▶ [Stated task]:
Reproduce, without alteration, the lines of the material starting at the line that contains "Could you point out where the shoreline" and ending at the line that contains "(0, 57), (118, 75)", both included.

((

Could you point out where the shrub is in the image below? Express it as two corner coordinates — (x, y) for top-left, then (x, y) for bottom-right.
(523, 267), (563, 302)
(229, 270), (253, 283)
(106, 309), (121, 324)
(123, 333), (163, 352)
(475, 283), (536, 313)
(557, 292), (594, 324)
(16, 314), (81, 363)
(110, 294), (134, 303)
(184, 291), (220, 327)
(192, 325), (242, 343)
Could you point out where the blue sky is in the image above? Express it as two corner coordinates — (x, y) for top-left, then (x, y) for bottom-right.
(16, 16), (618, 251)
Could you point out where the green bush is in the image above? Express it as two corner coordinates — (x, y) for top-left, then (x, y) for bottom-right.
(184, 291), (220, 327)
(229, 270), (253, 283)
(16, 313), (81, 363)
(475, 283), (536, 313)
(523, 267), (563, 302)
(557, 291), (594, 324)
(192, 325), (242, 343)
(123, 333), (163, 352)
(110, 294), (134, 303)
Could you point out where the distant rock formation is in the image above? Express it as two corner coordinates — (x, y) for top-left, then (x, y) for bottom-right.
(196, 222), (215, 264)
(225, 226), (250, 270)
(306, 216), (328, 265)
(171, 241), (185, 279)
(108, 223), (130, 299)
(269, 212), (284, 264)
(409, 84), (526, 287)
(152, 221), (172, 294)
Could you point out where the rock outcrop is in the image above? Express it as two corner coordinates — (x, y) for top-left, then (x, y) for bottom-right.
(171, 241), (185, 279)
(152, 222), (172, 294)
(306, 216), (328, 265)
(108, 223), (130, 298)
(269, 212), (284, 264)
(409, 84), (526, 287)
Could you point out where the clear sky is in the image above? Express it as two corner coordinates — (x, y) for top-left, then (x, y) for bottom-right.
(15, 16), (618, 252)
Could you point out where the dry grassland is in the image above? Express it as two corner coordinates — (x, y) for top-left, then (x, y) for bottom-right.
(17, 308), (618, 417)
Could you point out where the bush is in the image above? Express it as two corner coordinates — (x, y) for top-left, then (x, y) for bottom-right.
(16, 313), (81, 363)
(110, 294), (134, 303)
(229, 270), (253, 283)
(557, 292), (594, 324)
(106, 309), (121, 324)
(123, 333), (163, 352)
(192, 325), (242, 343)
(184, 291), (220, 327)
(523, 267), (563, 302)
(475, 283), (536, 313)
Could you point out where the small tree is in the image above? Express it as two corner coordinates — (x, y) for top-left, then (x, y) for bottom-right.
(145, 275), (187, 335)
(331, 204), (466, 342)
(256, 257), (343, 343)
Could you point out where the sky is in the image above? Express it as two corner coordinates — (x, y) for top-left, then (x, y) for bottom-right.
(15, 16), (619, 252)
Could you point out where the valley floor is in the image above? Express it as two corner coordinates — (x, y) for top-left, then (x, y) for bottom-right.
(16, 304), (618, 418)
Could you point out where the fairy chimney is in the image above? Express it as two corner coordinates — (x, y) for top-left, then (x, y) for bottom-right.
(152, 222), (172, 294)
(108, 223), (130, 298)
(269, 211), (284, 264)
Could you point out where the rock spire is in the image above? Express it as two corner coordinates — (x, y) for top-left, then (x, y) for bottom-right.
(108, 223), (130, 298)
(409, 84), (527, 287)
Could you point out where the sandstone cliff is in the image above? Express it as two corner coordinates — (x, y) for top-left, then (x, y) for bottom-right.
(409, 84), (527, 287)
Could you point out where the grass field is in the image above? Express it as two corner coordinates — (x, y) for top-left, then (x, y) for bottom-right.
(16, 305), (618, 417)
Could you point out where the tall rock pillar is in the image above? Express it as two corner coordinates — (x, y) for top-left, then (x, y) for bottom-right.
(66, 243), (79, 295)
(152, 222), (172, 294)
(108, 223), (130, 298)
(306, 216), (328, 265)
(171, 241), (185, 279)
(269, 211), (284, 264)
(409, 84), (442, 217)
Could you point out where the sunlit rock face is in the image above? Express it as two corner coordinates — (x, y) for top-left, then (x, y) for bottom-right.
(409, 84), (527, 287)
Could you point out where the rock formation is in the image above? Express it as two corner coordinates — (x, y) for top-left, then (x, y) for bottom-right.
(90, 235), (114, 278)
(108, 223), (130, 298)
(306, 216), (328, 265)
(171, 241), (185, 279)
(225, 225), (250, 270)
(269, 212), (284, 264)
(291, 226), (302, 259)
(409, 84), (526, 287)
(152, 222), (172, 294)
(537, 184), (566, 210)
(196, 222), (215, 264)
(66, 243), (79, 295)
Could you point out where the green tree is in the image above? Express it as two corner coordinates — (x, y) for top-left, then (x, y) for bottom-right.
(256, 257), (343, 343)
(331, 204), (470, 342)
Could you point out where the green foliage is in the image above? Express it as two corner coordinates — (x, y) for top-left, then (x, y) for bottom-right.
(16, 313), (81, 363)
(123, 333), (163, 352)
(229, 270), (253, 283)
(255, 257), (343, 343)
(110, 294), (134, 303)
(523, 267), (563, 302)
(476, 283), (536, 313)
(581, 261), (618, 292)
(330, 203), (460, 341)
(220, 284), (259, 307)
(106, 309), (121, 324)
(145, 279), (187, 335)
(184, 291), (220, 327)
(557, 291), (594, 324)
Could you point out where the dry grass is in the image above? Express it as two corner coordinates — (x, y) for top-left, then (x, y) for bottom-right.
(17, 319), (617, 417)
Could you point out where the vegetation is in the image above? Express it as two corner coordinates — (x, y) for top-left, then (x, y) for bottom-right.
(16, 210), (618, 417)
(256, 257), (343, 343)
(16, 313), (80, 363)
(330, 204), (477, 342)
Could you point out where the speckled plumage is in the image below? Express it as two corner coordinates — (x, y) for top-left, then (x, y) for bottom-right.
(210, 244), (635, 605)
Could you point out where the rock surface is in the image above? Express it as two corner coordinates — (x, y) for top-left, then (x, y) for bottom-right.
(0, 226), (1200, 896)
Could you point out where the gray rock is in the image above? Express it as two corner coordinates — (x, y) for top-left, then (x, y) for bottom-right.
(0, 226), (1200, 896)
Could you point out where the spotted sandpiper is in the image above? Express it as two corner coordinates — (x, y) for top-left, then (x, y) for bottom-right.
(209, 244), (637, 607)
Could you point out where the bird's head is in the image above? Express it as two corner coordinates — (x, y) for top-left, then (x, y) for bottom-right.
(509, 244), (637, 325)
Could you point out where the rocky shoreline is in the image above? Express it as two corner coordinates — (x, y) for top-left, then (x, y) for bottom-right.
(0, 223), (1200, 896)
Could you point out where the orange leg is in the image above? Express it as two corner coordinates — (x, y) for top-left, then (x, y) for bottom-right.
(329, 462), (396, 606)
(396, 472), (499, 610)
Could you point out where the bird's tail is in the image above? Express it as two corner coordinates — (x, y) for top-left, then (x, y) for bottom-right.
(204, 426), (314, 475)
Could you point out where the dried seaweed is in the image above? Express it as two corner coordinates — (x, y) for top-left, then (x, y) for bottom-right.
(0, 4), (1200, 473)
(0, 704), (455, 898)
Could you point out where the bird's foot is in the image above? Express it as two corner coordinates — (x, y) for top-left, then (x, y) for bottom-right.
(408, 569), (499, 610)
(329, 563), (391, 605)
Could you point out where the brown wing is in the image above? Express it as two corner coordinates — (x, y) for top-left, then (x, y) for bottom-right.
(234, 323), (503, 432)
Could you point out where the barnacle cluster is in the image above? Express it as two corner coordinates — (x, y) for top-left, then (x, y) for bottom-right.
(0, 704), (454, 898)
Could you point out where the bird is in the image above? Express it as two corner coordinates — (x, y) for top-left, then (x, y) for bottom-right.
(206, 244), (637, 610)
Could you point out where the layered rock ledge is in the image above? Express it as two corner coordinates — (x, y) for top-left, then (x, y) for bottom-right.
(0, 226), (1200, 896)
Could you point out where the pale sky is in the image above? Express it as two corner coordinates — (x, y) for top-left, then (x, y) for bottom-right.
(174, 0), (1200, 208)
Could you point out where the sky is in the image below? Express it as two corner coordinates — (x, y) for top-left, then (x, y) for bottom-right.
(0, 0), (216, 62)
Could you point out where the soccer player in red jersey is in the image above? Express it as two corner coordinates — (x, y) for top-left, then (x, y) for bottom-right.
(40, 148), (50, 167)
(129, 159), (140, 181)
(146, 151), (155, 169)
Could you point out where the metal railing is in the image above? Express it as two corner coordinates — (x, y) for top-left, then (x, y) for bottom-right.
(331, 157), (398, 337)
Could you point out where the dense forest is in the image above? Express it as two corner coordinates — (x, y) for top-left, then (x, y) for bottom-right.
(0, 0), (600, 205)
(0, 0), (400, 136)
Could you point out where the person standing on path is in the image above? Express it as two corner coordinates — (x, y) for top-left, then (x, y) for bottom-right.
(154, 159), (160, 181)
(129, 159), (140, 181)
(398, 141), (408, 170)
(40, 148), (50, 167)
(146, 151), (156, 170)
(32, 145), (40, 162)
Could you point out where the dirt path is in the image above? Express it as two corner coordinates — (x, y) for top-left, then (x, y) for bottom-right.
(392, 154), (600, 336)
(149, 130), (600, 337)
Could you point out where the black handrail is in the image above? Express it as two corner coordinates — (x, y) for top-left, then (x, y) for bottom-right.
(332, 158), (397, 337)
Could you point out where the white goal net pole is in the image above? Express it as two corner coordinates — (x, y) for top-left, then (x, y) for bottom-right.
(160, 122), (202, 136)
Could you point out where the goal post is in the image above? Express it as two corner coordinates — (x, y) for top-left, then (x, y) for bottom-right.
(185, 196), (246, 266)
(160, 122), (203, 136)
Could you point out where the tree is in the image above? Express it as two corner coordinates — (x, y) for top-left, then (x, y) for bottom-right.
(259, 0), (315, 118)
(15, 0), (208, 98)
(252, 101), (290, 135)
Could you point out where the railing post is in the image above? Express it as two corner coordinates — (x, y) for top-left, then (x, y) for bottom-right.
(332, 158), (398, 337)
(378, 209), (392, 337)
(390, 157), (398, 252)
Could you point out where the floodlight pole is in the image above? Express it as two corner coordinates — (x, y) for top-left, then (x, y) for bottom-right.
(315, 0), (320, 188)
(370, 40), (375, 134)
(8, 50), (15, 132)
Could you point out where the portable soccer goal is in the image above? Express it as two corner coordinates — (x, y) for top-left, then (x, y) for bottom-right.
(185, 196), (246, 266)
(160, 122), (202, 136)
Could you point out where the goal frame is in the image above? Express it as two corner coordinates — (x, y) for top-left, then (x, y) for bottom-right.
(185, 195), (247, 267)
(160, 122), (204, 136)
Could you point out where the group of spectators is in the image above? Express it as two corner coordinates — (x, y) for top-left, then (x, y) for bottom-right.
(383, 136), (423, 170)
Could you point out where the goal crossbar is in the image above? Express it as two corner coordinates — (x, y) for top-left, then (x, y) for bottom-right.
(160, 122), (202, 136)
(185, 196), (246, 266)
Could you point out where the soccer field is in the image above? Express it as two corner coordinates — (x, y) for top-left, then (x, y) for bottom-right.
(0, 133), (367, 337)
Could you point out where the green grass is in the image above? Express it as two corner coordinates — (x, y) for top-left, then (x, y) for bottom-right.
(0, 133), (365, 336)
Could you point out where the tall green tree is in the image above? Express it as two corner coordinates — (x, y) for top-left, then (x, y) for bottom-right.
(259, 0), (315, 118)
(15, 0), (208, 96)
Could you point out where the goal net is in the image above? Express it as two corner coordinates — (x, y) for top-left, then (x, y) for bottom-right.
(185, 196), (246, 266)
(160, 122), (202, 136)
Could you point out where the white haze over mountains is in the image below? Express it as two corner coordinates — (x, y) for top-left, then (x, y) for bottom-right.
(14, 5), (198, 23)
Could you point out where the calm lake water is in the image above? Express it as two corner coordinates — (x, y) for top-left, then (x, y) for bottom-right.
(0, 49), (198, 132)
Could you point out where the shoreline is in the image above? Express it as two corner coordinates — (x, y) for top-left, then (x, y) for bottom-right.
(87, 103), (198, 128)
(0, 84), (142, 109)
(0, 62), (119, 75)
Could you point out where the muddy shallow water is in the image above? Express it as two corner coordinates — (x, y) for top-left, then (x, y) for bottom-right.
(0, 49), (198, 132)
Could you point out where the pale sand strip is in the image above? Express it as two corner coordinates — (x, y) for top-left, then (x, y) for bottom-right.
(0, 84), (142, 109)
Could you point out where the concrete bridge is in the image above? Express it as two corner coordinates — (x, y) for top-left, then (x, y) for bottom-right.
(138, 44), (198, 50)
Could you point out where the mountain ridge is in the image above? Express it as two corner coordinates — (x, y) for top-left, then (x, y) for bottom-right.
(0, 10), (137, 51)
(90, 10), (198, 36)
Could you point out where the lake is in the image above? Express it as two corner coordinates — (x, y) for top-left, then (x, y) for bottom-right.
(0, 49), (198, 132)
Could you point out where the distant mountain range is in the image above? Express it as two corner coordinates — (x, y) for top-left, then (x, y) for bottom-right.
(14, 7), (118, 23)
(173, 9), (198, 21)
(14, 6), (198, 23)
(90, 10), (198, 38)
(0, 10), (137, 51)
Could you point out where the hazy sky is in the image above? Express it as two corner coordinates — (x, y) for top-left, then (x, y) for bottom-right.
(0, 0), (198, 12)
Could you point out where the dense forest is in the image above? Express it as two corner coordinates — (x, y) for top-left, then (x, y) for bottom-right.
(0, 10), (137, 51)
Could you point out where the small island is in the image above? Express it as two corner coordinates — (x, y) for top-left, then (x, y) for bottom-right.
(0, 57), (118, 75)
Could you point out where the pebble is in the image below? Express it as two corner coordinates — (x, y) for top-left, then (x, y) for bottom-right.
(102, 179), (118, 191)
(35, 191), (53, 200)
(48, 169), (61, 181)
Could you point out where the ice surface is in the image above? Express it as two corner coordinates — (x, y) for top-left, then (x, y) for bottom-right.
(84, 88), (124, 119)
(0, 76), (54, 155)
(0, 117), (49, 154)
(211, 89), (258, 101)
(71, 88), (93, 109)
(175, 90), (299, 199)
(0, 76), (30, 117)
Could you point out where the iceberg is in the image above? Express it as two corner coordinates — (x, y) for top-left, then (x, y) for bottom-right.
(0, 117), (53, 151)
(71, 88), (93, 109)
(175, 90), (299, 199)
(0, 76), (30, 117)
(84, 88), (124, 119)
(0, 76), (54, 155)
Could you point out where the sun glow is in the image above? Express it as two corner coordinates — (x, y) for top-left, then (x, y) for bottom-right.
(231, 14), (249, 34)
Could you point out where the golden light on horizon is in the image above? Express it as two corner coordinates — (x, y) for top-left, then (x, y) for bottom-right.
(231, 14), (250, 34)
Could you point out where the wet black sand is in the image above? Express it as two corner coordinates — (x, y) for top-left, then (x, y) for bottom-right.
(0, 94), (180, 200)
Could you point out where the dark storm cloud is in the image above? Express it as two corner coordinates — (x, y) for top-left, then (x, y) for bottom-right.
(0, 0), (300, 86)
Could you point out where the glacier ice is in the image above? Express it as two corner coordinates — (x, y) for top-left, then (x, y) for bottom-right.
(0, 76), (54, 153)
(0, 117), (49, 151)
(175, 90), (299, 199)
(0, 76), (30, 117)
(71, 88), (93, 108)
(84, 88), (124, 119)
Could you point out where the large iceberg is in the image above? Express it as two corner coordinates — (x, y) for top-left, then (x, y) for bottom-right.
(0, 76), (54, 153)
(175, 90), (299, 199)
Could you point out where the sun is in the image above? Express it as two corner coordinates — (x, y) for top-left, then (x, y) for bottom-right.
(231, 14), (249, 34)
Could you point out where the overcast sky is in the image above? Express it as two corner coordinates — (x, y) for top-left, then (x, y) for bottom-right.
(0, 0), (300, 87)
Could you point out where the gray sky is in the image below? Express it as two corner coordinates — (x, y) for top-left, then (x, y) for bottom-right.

))

▶ [Response for this exercise]:
Could you point out where the shoreline is in the image above? Express it as two corner coordinates — (x, y) for top-left, then (x, y) for bottom-right.
(87, 103), (198, 128)
(0, 84), (142, 109)
(0, 62), (119, 75)
Could you point out where the muddy shallow water is in the image above? Express it as two corner coordinates — (x, y) for top-left, then (x, y) for bottom-right.
(0, 49), (198, 132)
Could you point out where the pale sand strip is in the image above? Express it as two corner coordinates — (x, y) for top-left, then (x, y) for bottom-right.
(0, 84), (142, 109)
Could you point out where the concrete bridge is in the image above? Express it as two corner coordinates — (x, y) for top-left, then (x, y) for bottom-right.
(138, 44), (198, 50)
Could you point out where the mountain ridge is in the image above? Express it as two corner coordinates — (x, y) for top-left, then (x, y) for bottom-right.
(0, 10), (137, 51)
(90, 10), (198, 36)
Could you point out where the lake is in the image above? Express it as two corner coordinates — (x, y) for top-left, then (x, y) for bottom-right.
(0, 49), (198, 132)
Could you point out where the distant mountain range is in the image above? Express it as two corner coordinates — (x, y) for top-left, then (x, y) for bottom-right.
(14, 7), (118, 23)
(173, 9), (198, 21)
(14, 6), (198, 23)
(90, 10), (198, 38)
(0, 10), (137, 51)
Could you point out where the hazy sky is in the image above? Express it as two corner coordinates — (x, y) for top-left, then (x, y) for bottom-right.
(0, 0), (198, 12)
Could you point out where the dense forest is in the image above? Express it as two corner coordinates — (x, y) for top-left, then (x, y) for bottom-right.
(0, 10), (137, 51)
Could you point out where the small island is in the image above? Express it as two corner coordinates — (x, y) for top-left, then (x, y) for bottom-right.
(0, 57), (118, 75)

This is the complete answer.